-- DOCUMENT SECTION --
Where is this recipe from?

There are thousands of mince pie recipes, all very similar. This one is a slightly adjusted Paul Hollywood recipe, from the BBC Good Food Website. The first time I made it I wanted to halve the ingredients; I needed to make a few tiny adjustments to make it work, but other than that, it is pretty much identical.

This is a very reliable recipe. I am not a great pastry maker but this fabulous recipe works every time – the pastry is consistently short, sweet and buttery, and it perfectly complements the mincemeat which is enhanced with fresh orange, lemon and apple.

Don’t handle the pastry too much.

When working with pastry it is important that you do not knead it and  you roll it out as little as possible. Whilst you can top your pies with a circle of pastry, I like to top mine with small stars, hearts and holly leaves, which I cut out from scraps of pastry left in between the round bases I first cut out for the bases. This not only looks pretty but it reduces how many times you need re-roll the pastry dramatically.

Can I use shop bought mincemeat?

You can use shop bought or homemade mincemeat. This recipe adds additional ingredients to enhance and lighten whichever you choose to use.

-- PROVIDED MATERIAL --
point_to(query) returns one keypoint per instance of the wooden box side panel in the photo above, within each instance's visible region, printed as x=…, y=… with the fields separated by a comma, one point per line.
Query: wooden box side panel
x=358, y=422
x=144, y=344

-- CHALLENGE 1 --
From the mince pie recipe notes, list the shapes the writer cuts from pastry scraps to top the pies.
-- CHALLENGE 2 --
According to the mince pie recipe notes, what is the source of this recipe?

-- SOLUTION 1 --
Small stars, hearts, holly leaves

-- SOLUTION 2 --
It is a slightly adjusted Paul Hollywood recipe from the BBC Good Food website.